_WRITTEN PROBLEM:_ Render every one of the rows below as a Markdown table with two columns, No. and Line, putting each line's number under No. and its text under Line. Leave out any blank lines.

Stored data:
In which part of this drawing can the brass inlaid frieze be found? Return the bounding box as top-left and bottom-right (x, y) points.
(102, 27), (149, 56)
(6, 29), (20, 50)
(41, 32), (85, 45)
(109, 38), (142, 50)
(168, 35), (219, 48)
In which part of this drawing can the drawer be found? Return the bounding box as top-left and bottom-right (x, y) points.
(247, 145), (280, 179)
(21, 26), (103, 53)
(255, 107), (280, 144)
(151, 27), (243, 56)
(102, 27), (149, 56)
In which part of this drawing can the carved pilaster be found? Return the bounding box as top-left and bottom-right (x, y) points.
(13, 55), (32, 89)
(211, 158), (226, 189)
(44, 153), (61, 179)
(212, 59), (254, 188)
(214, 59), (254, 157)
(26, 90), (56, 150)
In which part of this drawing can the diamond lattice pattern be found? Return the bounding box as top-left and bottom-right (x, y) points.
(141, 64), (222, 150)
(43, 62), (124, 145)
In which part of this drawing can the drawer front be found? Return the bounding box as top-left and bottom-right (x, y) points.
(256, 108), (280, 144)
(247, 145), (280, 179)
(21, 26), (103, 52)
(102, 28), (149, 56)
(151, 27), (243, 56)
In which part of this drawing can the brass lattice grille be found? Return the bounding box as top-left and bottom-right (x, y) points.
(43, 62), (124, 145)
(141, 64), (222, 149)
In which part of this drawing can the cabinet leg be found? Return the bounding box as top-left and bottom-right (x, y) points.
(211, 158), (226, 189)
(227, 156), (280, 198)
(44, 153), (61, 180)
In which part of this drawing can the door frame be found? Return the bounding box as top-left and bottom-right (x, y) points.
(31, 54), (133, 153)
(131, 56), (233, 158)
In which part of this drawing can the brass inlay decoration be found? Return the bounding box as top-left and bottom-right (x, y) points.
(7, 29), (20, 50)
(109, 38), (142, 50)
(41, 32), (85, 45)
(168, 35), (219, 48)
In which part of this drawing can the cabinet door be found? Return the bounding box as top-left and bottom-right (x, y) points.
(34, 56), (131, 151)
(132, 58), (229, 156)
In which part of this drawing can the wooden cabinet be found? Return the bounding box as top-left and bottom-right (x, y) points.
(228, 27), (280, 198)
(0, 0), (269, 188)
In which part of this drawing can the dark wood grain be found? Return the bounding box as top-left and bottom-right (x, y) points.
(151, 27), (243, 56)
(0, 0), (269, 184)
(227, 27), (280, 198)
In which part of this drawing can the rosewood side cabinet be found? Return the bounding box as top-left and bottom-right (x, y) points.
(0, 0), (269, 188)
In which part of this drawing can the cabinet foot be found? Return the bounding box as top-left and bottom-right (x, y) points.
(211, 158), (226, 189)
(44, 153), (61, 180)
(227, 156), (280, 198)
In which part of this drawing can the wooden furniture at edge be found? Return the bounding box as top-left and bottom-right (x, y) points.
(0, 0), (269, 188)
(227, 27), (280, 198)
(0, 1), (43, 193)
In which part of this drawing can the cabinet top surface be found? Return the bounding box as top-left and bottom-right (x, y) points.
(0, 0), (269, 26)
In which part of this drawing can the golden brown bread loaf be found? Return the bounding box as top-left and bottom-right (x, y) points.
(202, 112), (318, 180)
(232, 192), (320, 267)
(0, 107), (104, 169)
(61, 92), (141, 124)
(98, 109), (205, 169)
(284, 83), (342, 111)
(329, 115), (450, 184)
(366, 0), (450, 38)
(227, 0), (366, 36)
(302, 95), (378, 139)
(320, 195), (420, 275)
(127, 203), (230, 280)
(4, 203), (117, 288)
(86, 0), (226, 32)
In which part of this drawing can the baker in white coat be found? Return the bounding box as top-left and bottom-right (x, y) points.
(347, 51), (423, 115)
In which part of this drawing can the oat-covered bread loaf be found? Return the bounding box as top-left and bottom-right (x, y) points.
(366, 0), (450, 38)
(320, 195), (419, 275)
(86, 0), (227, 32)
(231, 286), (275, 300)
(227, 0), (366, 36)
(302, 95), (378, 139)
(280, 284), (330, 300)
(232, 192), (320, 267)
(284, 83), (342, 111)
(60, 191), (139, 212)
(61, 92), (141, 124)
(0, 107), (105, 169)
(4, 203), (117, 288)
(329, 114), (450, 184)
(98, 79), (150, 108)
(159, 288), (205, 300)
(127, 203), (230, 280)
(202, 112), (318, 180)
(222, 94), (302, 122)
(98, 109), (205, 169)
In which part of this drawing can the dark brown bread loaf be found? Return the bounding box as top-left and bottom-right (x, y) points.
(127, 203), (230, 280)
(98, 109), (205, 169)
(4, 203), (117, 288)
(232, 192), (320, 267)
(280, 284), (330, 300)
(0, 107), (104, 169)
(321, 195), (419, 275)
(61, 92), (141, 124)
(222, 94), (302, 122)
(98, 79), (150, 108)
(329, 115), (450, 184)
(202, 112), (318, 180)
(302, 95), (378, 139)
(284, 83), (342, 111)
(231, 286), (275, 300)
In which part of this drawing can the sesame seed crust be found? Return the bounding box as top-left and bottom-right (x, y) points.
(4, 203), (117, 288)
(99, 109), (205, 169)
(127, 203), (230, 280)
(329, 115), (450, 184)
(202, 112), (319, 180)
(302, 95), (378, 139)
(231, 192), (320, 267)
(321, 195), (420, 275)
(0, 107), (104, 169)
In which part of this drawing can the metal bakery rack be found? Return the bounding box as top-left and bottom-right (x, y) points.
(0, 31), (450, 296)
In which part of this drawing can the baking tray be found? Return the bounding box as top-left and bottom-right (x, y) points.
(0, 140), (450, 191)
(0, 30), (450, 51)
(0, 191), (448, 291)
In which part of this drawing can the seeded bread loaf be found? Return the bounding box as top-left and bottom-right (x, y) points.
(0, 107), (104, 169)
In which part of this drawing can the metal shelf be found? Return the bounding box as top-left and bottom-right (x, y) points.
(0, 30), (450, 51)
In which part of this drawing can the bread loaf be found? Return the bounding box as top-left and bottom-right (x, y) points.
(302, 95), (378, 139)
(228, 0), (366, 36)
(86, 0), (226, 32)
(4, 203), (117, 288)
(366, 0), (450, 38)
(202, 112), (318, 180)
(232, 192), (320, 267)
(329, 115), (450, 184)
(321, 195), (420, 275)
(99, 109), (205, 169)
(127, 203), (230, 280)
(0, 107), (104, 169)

_PROBLEM SOLUTION:_
| No. | Line |
|---|---|
| 1 | In which part of this drawing can the brass inlaid frieze be found? Return the bounding box as top-left and bottom-right (x, y) points. |
| 2 | (102, 27), (149, 56) |
| 3 | (6, 29), (20, 50) |
| 4 | (41, 32), (85, 45) |
| 5 | (109, 38), (142, 50) |
| 6 | (168, 35), (219, 48) |
| 7 | In which part of this drawing can the drawer be found? Return the bounding box as top-left and bottom-right (x, y) points. |
| 8 | (247, 145), (280, 179) |
| 9 | (21, 26), (103, 53) |
| 10 | (255, 107), (280, 144) |
| 11 | (151, 27), (243, 56) |
| 12 | (102, 27), (149, 56) |
| 13 | In which part of this drawing can the carved pilaster be found? Return the bounding box as top-left and bottom-right (x, y) points. |
| 14 | (13, 55), (32, 89) |
| 15 | (211, 158), (226, 189) |
| 16 | (44, 153), (61, 179) |
| 17 | (212, 59), (254, 188) |
| 18 | (214, 59), (254, 157) |
| 19 | (26, 90), (56, 150) |
| 20 | In which part of this drawing can the diamond lattice pattern be found? Return the bounding box as top-left and bottom-right (x, y) points. |
| 21 | (141, 64), (222, 150) |
| 22 | (43, 62), (124, 145) |
| 23 | In which part of this drawing can the drawer front be found? Return the bounding box as top-left and bottom-right (x, y) points. |
| 24 | (256, 108), (280, 144) |
| 25 | (247, 145), (280, 179) |
| 26 | (21, 26), (103, 52) |
| 27 | (102, 28), (149, 56) |
| 28 | (151, 27), (243, 56) |
| 29 | In which part of this drawing can the brass lattice grille be found? Return the bounding box as top-left and bottom-right (x, y) points. |
| 30 | (43, 62), (124, 145) |
| 31 | (141, 64), (222, 149) |
| 32 | In which part of this drawing can the cabinet leg be found? Return the bounding box as top-left and bottom-right (x, y) points. |
| 33 | (211, 158), (226, 189) |
| 34 | (227, 156), (280, 198) |
| 35 | (44, 153), (61, 180) |
| 36 | In which part of this drawing can the door frame be found? Return the bounding box as top-left and bottom-right (x, y) points. |
| 37 | (31, 54), (133, 153) |
| 38 | (131, 56), (233, 158) |
| 39 | In which part of this drawing can the brass inlay decoration be found? Return the bounding box as top-left and bottom-right (x, y) points. |
| 40 | (7, 29), (20, 50) |
| 41 | (109, 38), (142, 50) |
| 42 | (41, 32), (85, 45) |
| 43 | (168, 35), (219, 48) |
| 44 | In which part of this drawing can the cabinet door be found? Return the bounding box as top-left and bottom-right (x, y) points. |
| 45 | (34, 56), (131, 151) |
| 46 | (132, 58), (229, 156) |
| 47 | In which part of this drawing can the wooden cabinet be found? Return the bounding box as top-left and bottom-right (x, y) points. |
| 48 | (228, 27), (280, 198) |
| 49 | (0, 0), (269, 188) |
| 50 | In which part of this drawing can the dark wood grain be found? Return the bounding box as top-left and bottom-right (x, y) points. |
| 51 | (151, 27), (243, 56) |
| 52 | (0, 0), (269, 184) |
| 53 | (227, 27), (280, 198) |
| 54 | In which part of this drawing can the rosewood side cabinet be found? Return the bounding box as top-left and bottom-right (x, y) points. |
| 55 | (0, 0), (269, 188) |
| 56 | In which part of this drawing can the cabinet foot be found? Return the bounding box as top-left and bottom-right (x, y) points. |
| 57 | (211, 158), (226, 189) |
| 58 | (44, 153), (61, 180) |
| 59 | (227, 156), (280, 198) |
| 60 | In which part of this drawing can the wooden furniture at edge be found? Return the bounding box as top-left and bottom-right (x, y) points. |
| 61 | (0, 0), (269, 188) |
| 62 | (227, 27), (280, 198) |
| 63 | (0, 1), (43, 193) |
| 64 | In which part of this drawing can the cabinet top surface be found? Return the bounding box as top-left and bottom-right (x, y) points. |
| 65 | (0, 0), (269, 26) |
| 66 | In which part of this drawing can the golden brown bread loaf be found? Return the bounding box as top-left and bottom-right (x, y) points. |
| 67 | (202, 112), (318, 180) |
| 68 | (232, 192), (320, 267) |
| 69 | (0, 107), (104, 169) |
| 70 | (61, 92), (141, 124) |
| 71 | (98, 109), (205, 169) |
| 72 | (284, 83), (342, 111) |
| 73 | (329, 115), (450, 184) |
| 74 | (366, 0), (450, 38) |
| 75 | (227, 0), (366, 36) |
| 76 | (302, 95), (378, 139) |
| 77 | (320, 195), (420, 275) |
| 78 | (127, 203), (230, 280) |
| 79 | (4, 203), (117, 288) |
| 80 | (86, 0), (226, 32) |
| 81 | In which part of this drawing can the baker in white coat be found? Return the bounding box as top-left and bottom-right (x, y) points. |
| 82 | (347, 51), (423, 115) |
| 83 | In which part of this drawing can the oat-covered bread loaf be found? Return the bounding box as top-left and bottom-right (x, y) points. |
| 84 | (366, 0), (450, 38) |
| 85 | (320, 195), (419, 275) |
| 86 | (86, 0), (227, 32) |
| 87 | (231, 286), (275, 300) |
| 88 | (227, 0), (366, 36) |
| 89 | (302, 95), (378, 139) |
| 90 | (280, 284), (330, 300) |
| 91 | (232, 192), (320, 267) |
| 92 | (284, 83), (342, 111) |
| 93 | (60, 191), (139, 212) |
| 94 | (61, 92), (141, 124) |
| 95 | (0, 107), (105, 169) |
| 96 | (4, 203), (117, 288) |
| 97 | (329, 114), (450, 184) |
| 98 | (98, 79), (150, 108) |
| 99 | (159, 288), (205, 300) |
| 100 | (127, 203), (230, 280) |
| 101 | (202, 112), (318, 180) |
| 102 | (222, 94), (302, 122) |
| 103 | (98, 109), (205, 169) |
| 104 | In which part of this drawing can the dark brown bread loaf be found? Return the bounding box as top-left and bottom-right (x, y) points. |
| 105 | (127, 203), (230, 280) |
| 106 | (98, 109), (205, 169) |
| 107 | (4, 203), (117, 288) |
| 108 | (232, 192), (320, 267) |
| 109 | (280, 284), (330, 300) |
| 110 | (0, 107), (104, 169) |
| 111 | (321, 195), (419, 275) |
| 112 | (61, 92), (141, 124) |
| 113 | (222, 94), (302, 122) |
| 114 | (98, 79), (150, 108) |
| 115 | (329, 115), (450, 184) |
| 116 | (202, 112), (318, 180) |
| 117 | (302, 95), (378, 139) |
| 118 | (284, 83), (342, 111) |
| 119 | (231, 286), (275, 300) |
| 120 | In which part of this drawing can the sesame seed crust be found? Return the bounding box as top-left and bottom-right (x, y) points. |
| 121 | (4, 203), (117, 288) |
| 122 | (99, 109), (205, 169) |
| 123 | (127, 203), (230, 280) |
| 124 | (329, 115), (450, 184) |
| 125 | (202, 112), (319, 180) |
| 126 | (302, 95), (378, 139) |
| 127 | (231, 192), (320, 267) |
| 128 | (321, 195), (420, 275) |
| 129 | (0, 107), (104, 169) |
| 130 | In which part of this drawing can the metal bakery rack be found? Return the bounding box as top-left and bottom-right (x, y) points. |
| 131 | (0, 31), (450, 296) |
| 132 | In which part of this drawing can the baking tray be found? Return the bounding box as top-left and bottom-right (x, y) points. |
| 133 | (0, 140), (450, 191) |
| 134 | (0, 30), (450, 51) |
| 135 | (0, 191), (448, 291) |
| 136 | In which part of this drawing can the seeded bread loaf be found? Return the bounding box as top-left and bottom-right (x, y) points. |
| 137 | (0, 107), (104, 169) |
| 138 | In which part of this drawing can the metal shelf be found? Return the bounding box as top-left and bottom-right (x, y) points. |
| 139 | (0, 30), (450, 51) |
| 140 | In which part of this drawing can the bread loaf be found? Return the bounding box as top-left and bottom-right (x, y) points. |
| 141 | (302, 95), (378, 139) |
| 142 | (228, 0), (366, 36) |
| 143 | (86, 0), (226, 32) |
| 144 | (4, 203), (117, 288) |
| 145 | (366, 0), (450, 38) |
| 146 | (202, 112), (318, 180) |
| 147 | (232, 192), (320, 267) |
| 148 | (329, 115), (450, 184) |
| 149 | (321, 195), (420, 275) |
| 150 | (99, 109), (205, 169) |
| 151 | (127, 203), (230, 280) |
| 152 | (0, 107), (104, 169) |